§ **Information shown**:
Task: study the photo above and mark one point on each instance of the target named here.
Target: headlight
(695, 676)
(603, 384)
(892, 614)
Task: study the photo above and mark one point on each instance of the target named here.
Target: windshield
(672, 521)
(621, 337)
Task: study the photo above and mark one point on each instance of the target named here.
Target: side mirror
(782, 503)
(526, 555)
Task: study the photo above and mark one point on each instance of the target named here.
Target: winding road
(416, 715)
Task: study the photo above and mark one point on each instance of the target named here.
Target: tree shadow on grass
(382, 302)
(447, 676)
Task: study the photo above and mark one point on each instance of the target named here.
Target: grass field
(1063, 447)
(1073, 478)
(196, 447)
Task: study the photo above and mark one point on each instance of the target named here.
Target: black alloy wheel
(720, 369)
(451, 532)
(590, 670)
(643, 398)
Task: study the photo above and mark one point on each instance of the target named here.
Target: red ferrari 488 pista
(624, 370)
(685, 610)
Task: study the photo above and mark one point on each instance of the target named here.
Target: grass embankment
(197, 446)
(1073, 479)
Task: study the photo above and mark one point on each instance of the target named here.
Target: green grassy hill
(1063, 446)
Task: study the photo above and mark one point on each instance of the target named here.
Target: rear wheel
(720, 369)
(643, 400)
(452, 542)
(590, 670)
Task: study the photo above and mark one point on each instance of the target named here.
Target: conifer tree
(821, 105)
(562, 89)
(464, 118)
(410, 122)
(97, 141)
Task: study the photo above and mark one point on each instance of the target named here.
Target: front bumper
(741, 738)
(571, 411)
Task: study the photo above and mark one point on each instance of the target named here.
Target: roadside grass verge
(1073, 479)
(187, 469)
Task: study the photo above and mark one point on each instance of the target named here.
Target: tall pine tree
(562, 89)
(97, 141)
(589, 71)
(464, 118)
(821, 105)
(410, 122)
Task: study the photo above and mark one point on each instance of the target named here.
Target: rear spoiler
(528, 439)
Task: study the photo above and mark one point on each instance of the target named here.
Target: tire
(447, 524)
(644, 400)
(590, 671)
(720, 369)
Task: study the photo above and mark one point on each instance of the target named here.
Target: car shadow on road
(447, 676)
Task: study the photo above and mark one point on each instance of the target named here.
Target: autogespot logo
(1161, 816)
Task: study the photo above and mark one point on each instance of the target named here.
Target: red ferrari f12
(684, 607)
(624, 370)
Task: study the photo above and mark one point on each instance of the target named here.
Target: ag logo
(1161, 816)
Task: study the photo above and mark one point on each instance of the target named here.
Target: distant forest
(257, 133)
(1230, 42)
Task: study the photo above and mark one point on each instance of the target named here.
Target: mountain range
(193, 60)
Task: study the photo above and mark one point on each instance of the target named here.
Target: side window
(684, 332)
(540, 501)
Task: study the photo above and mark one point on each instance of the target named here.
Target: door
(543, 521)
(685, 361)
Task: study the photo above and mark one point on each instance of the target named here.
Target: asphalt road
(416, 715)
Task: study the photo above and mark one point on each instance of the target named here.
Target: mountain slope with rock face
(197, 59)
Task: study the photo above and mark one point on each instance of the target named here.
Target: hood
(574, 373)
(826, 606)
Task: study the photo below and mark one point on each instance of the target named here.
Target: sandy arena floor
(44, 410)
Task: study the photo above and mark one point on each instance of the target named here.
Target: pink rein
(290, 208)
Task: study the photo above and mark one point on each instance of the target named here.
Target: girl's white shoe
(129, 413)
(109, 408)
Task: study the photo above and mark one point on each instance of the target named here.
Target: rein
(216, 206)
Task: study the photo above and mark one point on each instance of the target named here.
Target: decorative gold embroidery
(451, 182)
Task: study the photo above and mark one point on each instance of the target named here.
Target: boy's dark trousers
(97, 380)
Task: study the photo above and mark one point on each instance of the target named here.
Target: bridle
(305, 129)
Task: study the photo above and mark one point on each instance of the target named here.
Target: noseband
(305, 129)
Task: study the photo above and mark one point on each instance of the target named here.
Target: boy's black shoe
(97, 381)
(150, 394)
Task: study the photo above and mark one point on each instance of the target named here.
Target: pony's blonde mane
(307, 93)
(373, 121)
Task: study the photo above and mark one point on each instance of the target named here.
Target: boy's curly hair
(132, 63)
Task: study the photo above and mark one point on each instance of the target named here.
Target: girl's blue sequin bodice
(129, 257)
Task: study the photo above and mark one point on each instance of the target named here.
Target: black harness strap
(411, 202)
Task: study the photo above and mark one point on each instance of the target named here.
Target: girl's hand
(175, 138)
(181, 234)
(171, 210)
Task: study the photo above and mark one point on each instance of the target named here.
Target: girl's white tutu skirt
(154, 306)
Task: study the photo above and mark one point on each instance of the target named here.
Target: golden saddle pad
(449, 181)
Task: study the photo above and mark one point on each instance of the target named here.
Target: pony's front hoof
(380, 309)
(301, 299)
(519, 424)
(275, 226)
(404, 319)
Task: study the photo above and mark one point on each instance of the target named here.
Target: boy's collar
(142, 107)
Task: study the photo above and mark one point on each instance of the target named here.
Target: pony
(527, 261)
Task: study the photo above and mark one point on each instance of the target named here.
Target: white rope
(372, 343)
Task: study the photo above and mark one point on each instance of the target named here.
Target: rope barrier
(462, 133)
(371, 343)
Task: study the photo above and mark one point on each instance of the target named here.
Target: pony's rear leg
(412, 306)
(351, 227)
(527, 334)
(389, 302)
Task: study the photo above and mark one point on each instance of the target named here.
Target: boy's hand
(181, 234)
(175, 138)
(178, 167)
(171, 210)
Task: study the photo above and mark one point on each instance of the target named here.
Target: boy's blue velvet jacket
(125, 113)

§ **Directive**:
Reproduce the listing verbatim, from its first line through the line containing "(1063, 446)", with both of those lines included.

§ **Solution for this task**:
Task: study the photo above and mark one point on each instance of the target named here.
Target: headlight
(695, 676)
(603, 384)
(892, 614)
Task: study the photo above and mark one point on each instance of the target named here.
Target: windshield
(672, 521)
(621, 337)
Task: study the photo above and mark one point on each instance of the target named here.
Target: side mirror
(782, 503)
(526, 555)
Task: study the photo above and mark one point on each instance of the target named here.
Target: winding road
(416, 715)
Task: study the photo above and mark one point on each instance of the target named here.
Target: tree shadow on grass
(382, 302)
(447, 676)
Task: study the photo above and mark one point on each instance of the target named here.
Target: grass field
(1063, 447)
(1073, 478)
(196, 447)
Task: study the photo above and mark one point on each instance of the target named here.
Target: black alloy wheel
(720, 369)
(451, 532)
(590, 670)
(643, 398)
Task: study the photo above and mark one point on each instance of the target named here.
Target: red ferrari 488 pista
(624, 370)
(685, 610)
Task: study the photo above and mark one point on each instance of the target named here.
Target: grass embankment
(197, 446)
(1073, 479)
Task: study the photo above and mark one point on each instance of the target named here.
Target: green grassy hill
(1063, 446)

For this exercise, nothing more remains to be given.